Les retraites fournissent un autre exemple de manque de vision globale et de confusion des genres.

Michel Ruimy : Le gouvernement a annoncé son intention de réduire le déficit public en dessous de 3% du PIB à horizon 2027 grâce à la reprise de la croissance économique et à la maîtrise des dépenses publiques. Il a, en outre, présenté un programme de stabilité budgétaire pour réduire la dette à 108,3% du PIB d’ici la fin de la mandature. 

A cette fin, il a envisagé notamment de tailler les dépenses dans les programmes sociaux, les subventions…, de réformer le système de retraite, la fonction publique, l’assurance maladie, l’éducation… et, enfin, réduire les niches fiscales, optimiser la gestion de la dette et accélérer la transformation numérique de l’administration.

Ces pistes sont, en théorie, séduisantes mais ne tiennent pas compte de la dégradation pour plusieurs mois encore de la situation économique. De surcroît, si le déficit public a baissé en 2022, passant de 6,5% à 5,5% du PIB, la réduction de l’endettement public reste un défi majeur car il représente plus de 100% du PIB. Dans ces conditions, un retour à une bonne gestion des finances publiques semble difficile.

Pourquoi sommes-nous incapables de regarder lucidement la situation française et de mener une vraie revue des dépenses publiques capable de s’atteler au problème ?

Nicolas Marques : Le vrai problème, c’est de remettre l’Etat à sa place. Trop souvent, l’Etat dépense son énergie voire son crédit dans des actions anecdotiques, s’apparentant à du micro management, tout en passant à côté de l’essentiel. La priorité pour l’Etat devrait être de s’assurer de la mise en place de mécanismes institutionnels permettant de mieux gérer à tous les niveaux. Le rapport qualité prix médiocre des dépenses publiques françaises est la conséquence de gouvernances non qualitatives. L’Etat, au lieu de dicter aux administrations les économies qu’elles doivent faire, doit s’assurer que les différents acteurs publics ont des gouvernances responsables, de réelles marges de manœuvre et renforcer leurs incitations à améliorer le rapport qualité prix des dépenses et prestations publiques.

Votre consigne:
Prolongez le texte sur les finances publiques françaises à la suite de sa dernière phrase.

Données enregistrées:
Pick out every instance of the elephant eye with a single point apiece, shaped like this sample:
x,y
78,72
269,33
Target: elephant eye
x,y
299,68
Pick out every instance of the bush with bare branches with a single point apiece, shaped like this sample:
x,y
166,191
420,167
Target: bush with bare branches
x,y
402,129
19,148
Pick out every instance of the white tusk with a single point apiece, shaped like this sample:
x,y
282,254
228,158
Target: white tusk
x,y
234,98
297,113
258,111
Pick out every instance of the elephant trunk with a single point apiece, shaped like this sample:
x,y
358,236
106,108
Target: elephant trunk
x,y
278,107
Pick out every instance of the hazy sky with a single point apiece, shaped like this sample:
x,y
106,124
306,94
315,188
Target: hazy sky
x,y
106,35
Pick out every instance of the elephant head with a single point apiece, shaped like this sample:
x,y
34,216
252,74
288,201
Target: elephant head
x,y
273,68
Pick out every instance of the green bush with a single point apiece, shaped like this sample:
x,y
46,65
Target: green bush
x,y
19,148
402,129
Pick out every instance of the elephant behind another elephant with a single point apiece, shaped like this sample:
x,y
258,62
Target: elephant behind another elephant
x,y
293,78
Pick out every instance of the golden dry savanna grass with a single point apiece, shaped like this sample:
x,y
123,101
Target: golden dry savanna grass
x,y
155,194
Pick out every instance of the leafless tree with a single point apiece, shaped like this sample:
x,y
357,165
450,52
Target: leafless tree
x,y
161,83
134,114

Résultat de l'exercice:
Les retraites en donnent un bon exemple. Deux fois d’affilée, en 2019-2020 et en 2023, le gouvernement s’est mis en première ligne en s’attirant les foudres des partenaires sociaux et d’une partie significative de l’opinion publique. La première fois avec une réforme systémique d’une ampleur inédite, la deuxième fois avec une réforme paramétrique plus traditionnelle. Mais, en aucun cas, il n’a abordé le problème de fond : depuis le contre choc du baby-boom, la France est dans une position difficile. En raison du sous-développement des capitalisations collectives, elle finance les retraites de ses fonctionnaires par le budget et celles du privé par la répartition. Bilan : le budget est systématiquement déficitaire et les retraités du privé vont connaitre une baisse inédite de leur pouvoir d’achat par rapport aux actifs. Un Etat stratège se serait comporté en employeur et régulateur responsable. Il aurait mis les partenaires sociaux en face de leurs responsabilités, en les aidant à généraliser la capitalisation collective pour enrayer la baisse du pouvoir d’achat des futurs retraités. Il aurait pris ses responsabilités en tant qu’employeur, en provisionnant les retraites des fonctionnaires, à l’image de ce que font le Sénat ou la Banque de France. Au lieu de cela, il a choisi de fermer le régime de retraite de la Banque de France qui – intégralement provisionné – est un des régimes français les mieux gérés.

Michel Ruimy : Le modèle français de solidarité est soumis depuis plusieurs années à des tensions. Plusieurs paramètres expliquent la rigidité à réduire les dépenses publiques : la résistance des groupes d’intérêt qui bénéficient des dépenses publiques (syndicats, associations, collectivités territoriales…) ; la part importante de l’emploi public dans l’emploi total, qui rend difficile la réduction des effectifs ou le traitement des fonctionnaires ; le faible niveau de l’investissement public comparé aux dépenses publiques courantes, qui limite les marges de manœuvre visant à réduire les dépenses sans affecter la qualité des services publics.

Ces facteurs rendent nécessaire une réforme structurelle des dépenses publiques, qui implique alors une révision des missions de l’Etat, une rationalisation des administrations et une évaluation de l’efficacité des politiques publiques.